_Do this_
Rescale the part of the listing that opens with the line containing "Put a dot on each instance of the patterned" and closes at the end of the listing. Write out all of those lines again, requests included, with every point coordinate in the answers multiplied by 1.65 and rounded to a whole number (halves round up), and give only those lines.
Data rows start
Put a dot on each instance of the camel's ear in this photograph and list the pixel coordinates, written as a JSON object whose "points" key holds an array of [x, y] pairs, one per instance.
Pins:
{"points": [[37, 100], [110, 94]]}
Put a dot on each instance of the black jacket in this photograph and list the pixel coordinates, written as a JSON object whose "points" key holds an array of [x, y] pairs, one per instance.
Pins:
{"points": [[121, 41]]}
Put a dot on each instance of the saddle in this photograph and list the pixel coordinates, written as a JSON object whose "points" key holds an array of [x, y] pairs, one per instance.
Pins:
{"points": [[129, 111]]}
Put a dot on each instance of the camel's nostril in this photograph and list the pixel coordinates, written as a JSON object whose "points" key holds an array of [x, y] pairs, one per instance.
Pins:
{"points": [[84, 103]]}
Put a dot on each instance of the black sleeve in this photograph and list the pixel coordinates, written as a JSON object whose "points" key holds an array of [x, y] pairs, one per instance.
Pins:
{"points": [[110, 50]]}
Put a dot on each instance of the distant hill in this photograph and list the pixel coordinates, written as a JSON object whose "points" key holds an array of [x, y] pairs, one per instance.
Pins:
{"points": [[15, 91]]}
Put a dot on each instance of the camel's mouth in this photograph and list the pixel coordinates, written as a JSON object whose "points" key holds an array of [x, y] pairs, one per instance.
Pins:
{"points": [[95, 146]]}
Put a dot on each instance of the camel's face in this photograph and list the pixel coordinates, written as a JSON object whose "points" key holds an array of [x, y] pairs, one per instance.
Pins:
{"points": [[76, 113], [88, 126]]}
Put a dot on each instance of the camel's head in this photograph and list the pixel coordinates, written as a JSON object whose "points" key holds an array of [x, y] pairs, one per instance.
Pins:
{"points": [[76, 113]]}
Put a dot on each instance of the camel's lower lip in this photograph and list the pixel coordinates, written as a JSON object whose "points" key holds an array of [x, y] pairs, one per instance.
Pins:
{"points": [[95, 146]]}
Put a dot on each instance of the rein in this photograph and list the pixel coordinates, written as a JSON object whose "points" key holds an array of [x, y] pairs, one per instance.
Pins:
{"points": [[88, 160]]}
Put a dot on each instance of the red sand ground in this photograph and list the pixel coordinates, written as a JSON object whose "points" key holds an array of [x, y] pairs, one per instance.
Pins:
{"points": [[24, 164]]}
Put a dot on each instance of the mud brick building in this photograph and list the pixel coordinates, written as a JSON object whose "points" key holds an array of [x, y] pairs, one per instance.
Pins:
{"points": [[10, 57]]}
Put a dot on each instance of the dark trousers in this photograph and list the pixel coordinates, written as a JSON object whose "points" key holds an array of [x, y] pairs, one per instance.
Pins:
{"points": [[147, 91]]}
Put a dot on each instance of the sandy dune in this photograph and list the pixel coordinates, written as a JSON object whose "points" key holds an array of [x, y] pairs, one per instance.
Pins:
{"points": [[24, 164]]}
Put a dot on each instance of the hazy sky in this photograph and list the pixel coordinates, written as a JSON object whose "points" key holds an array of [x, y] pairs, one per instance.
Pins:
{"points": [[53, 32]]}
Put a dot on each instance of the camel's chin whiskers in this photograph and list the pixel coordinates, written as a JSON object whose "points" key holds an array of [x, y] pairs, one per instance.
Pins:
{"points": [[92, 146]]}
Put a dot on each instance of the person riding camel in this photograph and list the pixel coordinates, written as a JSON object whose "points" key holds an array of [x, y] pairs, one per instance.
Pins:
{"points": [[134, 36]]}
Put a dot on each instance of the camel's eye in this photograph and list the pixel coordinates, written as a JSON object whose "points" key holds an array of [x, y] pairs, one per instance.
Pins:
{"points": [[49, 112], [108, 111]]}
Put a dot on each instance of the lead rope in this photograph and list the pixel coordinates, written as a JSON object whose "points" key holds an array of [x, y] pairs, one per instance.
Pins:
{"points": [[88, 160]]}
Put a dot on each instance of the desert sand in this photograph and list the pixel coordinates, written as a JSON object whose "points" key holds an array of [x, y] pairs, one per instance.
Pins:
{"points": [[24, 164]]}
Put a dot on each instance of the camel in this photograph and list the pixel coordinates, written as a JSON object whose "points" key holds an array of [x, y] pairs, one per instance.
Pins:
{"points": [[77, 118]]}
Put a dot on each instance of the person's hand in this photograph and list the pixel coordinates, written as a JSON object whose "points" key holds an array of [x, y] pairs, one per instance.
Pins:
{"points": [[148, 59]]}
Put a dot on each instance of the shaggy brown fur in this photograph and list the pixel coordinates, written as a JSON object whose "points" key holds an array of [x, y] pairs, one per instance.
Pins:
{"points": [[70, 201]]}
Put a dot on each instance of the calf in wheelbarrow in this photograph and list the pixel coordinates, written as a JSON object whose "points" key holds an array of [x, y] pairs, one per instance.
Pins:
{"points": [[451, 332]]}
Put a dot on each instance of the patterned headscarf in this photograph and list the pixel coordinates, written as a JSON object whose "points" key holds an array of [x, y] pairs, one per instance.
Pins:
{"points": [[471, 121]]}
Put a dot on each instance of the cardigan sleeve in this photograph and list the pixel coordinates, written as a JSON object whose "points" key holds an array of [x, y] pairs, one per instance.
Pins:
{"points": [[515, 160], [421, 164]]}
Data rows end
_Written answer_
Put a dot on each instance of the patterned headscarf in this photograph and list the pixel coordinates, written as a JSON object whose "points" key holds an array of [x, y] pairs, one per instance.
Pins:
{"points": [[777, 200]]}
Put a dot on each instance of the cardigan sleeve in this photograph and list the pixel coordinates, written as a JSON object whose "points" key holds an array of [x, y] pairs, one per instance.
Pins:
{"points": [[850, 264], [695, 271]]}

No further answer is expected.